[Saved entries]
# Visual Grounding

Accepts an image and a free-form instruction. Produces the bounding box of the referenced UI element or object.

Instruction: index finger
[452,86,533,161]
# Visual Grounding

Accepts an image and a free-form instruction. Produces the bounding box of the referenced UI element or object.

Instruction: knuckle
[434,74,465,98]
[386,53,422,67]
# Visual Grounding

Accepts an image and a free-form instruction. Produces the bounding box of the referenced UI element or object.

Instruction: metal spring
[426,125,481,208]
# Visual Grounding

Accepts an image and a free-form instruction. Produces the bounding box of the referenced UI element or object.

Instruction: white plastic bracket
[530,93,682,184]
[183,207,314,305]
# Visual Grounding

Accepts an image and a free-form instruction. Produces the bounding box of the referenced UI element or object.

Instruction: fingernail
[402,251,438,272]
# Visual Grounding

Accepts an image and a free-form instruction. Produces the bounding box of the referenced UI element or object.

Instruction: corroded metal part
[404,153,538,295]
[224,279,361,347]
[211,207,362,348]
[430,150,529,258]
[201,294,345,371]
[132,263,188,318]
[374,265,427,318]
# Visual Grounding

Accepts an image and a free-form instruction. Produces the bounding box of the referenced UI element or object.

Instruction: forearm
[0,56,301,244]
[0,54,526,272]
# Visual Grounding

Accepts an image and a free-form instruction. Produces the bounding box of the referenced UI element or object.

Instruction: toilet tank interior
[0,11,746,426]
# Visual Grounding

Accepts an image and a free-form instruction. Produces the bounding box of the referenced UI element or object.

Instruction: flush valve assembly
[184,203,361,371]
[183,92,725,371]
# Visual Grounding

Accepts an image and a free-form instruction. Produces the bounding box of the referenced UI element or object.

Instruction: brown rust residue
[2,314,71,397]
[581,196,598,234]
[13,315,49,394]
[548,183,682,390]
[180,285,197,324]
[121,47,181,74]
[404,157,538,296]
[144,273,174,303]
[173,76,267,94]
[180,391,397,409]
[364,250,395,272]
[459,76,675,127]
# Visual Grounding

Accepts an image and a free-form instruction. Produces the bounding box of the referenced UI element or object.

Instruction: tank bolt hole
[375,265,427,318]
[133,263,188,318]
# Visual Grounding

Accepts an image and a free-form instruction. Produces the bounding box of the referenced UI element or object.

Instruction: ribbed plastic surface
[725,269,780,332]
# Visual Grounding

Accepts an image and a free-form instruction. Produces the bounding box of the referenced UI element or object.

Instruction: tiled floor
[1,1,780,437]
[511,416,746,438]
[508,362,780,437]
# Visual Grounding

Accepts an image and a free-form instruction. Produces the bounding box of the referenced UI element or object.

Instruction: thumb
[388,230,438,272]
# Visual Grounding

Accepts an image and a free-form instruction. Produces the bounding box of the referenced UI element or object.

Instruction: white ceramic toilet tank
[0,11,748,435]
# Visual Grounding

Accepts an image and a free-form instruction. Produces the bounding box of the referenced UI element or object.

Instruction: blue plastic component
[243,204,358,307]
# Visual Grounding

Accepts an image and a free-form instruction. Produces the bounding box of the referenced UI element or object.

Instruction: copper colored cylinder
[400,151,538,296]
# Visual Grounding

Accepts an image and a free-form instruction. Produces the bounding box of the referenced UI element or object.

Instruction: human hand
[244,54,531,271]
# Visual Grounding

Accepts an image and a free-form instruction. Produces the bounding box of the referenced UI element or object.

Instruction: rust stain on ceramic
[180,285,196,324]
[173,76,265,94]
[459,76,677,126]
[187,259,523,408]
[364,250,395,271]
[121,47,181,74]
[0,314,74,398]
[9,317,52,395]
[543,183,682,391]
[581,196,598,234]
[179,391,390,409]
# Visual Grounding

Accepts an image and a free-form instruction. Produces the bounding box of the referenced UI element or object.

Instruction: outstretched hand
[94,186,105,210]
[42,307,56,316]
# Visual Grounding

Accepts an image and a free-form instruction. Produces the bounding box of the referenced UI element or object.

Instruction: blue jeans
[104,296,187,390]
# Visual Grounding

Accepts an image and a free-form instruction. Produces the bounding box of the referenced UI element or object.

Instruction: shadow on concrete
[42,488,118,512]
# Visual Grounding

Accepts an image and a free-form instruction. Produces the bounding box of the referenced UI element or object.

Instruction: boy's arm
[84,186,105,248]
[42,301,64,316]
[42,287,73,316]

**What is required**: Reproduce each record exactly as written above.

**Written solution**:
# Visual Grounding

Accepts an image and a free-form instruction. Produces the bounding box of the referenced UI element or object.

Instruction: index finger
[452,86,533,161]
# Visual Grounding

Accepts an image and a free-form instruction. Produces the bounding box of the referenced UI element or object.

Instruction: knuckle
[434,74,465,98]
[386,53,422,67]
# Visual Grounding

Accepts an image and a free-form instruction. Produces the bounding box of the referenced UI element or object.

Instruction: metal spring
[426,125,481,208]
# Visual Grounding

Accepts an image and a free-form instruction. Produces the bounding box of the referenced UI element or object.

Instruction: white plastic bracket
[530,93,682,184]
[183,207,314,305]
# Visual Grounding

Accepts an image and a free-form instruction. Produces the bounding box of the referenced UI element or object.

Instruction: fingernail
[402,251,438,272]
# Visual Grounding

Accepts an image and a free-form instruction. Produces the bounding box of the referenced UI element or object.

Instruction: corroded metal part
[404,153,538,295]
[224,279,361,347]
[211,207,362,348]
[430,150,529,258]
[201,294,345,371]
[132,263,188,318]
[374,265,427,318]
# Visual Grounding

Accepts an image and a free-form instruction. Produces the bounding box of the referenced UI element or object.

Instruction: forearm
[0,56,301,244]
[0,54,526,272]
# Visual Grounding

Accepts an image and a free-form instruction. Produces the bounding box of the referenced UI element or object.

Instruction: toilet tank interior
[0,11,746,426]
# Visual Grounding

Accepts an image and a free-form instruction. Produces the bounding box of the referenced UI element or object.

Instruction: flush valve assembly
[184,203,361,371]
[183,92,725,371]
# Visual Grounding

Accepts an image and a free-form instruction. Produces the bounding box of the referenced UI element or object.

Instruction: brown rust residue
[2,314,71,397]
[581,196,598,234]
[13,315,49,394]
[548,183,682,390]
[180,285,197,324]
[121,47,181,74]
[404,157,538,296]
[144,273,174,303]
[173,76,267,94]
[180,391,397,409]
[364,250,395,272]
[459,76,675,127]
# Visual Grounding

Accepts an image and a free-form instruction. Produces the bounding box of the referenced UI element or object.

Instruction: tank bolt hole
[375,265,427,318]
[133,263,188,318]
# Visual Grounding

Accepts an image and a free-form instruction. Produces the bounding box of the referenced UI element or object.

Instruction: ribbed plastic surface
[725,269,780,332]
# Visual Grounding

Accepts an image and a free-form instruction. Produces the bounding box of the referenced UI element or object.

Instruction: tiled floor
[1,1,780,437]
[511,416,746,438]
[508,362,780,437]
# Visual Grounding

Accepts an image and a free-form instruction. Produces the bounding box of the referenced UI element or object.

Instruction: thumb
[388,230,438,272]
# Visual Grounding

Accepts an image and a free-form instruction. Produces the bounding box of the referenced UI element or object.

Instruction: white ceramic toilet tank
[0,11,748,435]
# Visual Grounding

Accepts an image and a free-form instruction. Produces the bounding box of the referenced UI element or object.

Instruction: blue plastic component
[243,204,358,307]
# Visual Grounding

Accepts an image and a free-form instruction. Produces the bounding box of the referenced UI element or object.

Instruction: copper colored cylinder
[400,151,538,296]
# Visual Grounding

Accepts an image and a free-form instruction. Produces the bounding box of the referenced UI element or object.

Instruction: human hand
[244,54,531,271]
# Visual Grounding

Accepts an image and a free-form instruction. Produces the bounding box of the referenced UI element or object.

Instruction: rust stain on ceramic
[180,285,196,324]
[173,76,265,94]
[459,76,677,126]
[187,259,523,408]
[364,250,395,271]
[121,47,181,74]
[0,314,74,398]
[9,317,52,395]
[543,183,682,391]
[581,196,598,234]
[179,391,390,409]
# Visual Grounding

Accepts an image and a free-form instruction. Produces the bounding box of the referenced UI element or object.

Instruction: outstretched hand
[94,186,105,210]
[42,307,56,316]
# Visual Grounding

Accepts an image and a free-form instruction. Produces the bounding box of the referenced UI element or object.

Instruction: blue jeans
[104,296,187,390]
# Visual Grounding

Accepts an image and a free-form instruction. Produces the bounding box of the referenced UI element or object.

Instruction: shadow on concrete
[42,488,118,512]
# Visual Grounding

Accepts an image and a free-form instruction. Produces the bounding box of the referenced UI element or object.

Instruction: boy's arm
[84,186,105,248]
[42,301,64,316]
[42,287,73,316]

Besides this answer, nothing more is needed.